--- PROBLEMS TO WORK ON ---
[1] According to the passage on cutting back sugar, how many daily servings of fruits and starchy vegetables should you aim for?
[2] Resume the passage on cutting back sugar, starting after its final sentence.

--- GIVEN PASSAGE ---

With more sugar hiding in our food, we become less sensitive to it. Sweet is our baseline. Our fruit doesn’t taste as sweet, we hardly notice that something like almonds or coconuts actually have sweetness, and we crave more sugar than ever. It becomes a vicious cycle. Eat sugar, crave sugar, eat more sugar.

Focus on Whole Foods

How do we end this cycle of sugar dependency? First, focus on eating whole foods. Whole foods that contain carbohydrates (sugar) are healthy. These include fruits, vegetables, nuts, seeds, milk, yogurt, and legumes. When sugar comes packaged in a whole food high in fiber and rich in micronutrients, our body knows what to do with it, our blood sugar stays stable, and we use the sugar for energy efficiently. While we don’t need sugar, foods that are important for our health, such vegetables, contain sugar. 

When sugar comes packaged in whole foods high in fiber and micronutrients, our body knows what to do with it, our blood sugar stays stable, and we use it for energy efficiently

We have a free pass to eat non-starchy vegetables all day long (think spinach, cruciferous veggies, summer squash) As for fruits and starchy vegetables (like sweet potatoes), aim to get 2-5 servings a day, and no more. The only time I’d suggest curbing fruit consumption is if you’re eating large quantities of high-sugar fruits, such as mangos or grapes. Berries, stone fruits, watermelon, and citrus fruits are great choices. For reference, 1 cup diced fruit, or 1 medium whole fruit is typically about 1.5 servings.

--- DATA SECTION ---
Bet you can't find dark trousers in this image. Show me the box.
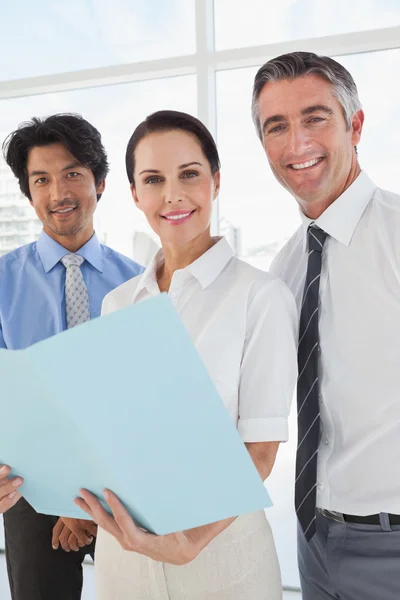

--- ANSWERS TO THE TASKS ---
[1] Aim for 2 to 5 servings a day, and no more.

[2]
Natural Sweeteners

What about added sweeteners? Love sugar in your coffee or honey in your yogurt? It’s just fine! But it’s important to use these in small amounts and as infrequently as possible. Here are the best:

  • Honey
  • Maple syrup
  • Raw/unrefined cane sugar
  • Blackstrap molasses (practically a superfood for its nutrient profile – try making these for a nutrient-dense treat using it

These natural sweeteners are still sugar, and your body will treat them as such, but they also contain micronutrients that give you some benefit.

Processed Sweeteners

Avoid these. They offer zero nutritional value, and cause a whole host of problems when consumed regularly. Here are just some of the sugars that you may miss on a label. If you want a full list, view here.

  • Refined cane sugar (white sugar)
  • High fructose corn syrup
  • Corn syrup
  • Maltodextrin
  • Dextrose
  • Barley Malt
  • Brown rice syrup
  • Glucose

Sugars Masquerading as Healthy

Some sugars on labels sound healthy, but actually are just another form of sugar we shouldn’t consume.
  • Agave nectar – this natural sugar is actually higher in fructose than high fructose corn syrup and has an incredibly high glycemic index, which will spike your blood sugar.
  • Fruit juice concentrate – sounds pretty good, right? Found frequently in products marketed to kids, this concentrate is also high in fructose and is good to limit.
  • Organic sugar of any kind – it’s still sugar!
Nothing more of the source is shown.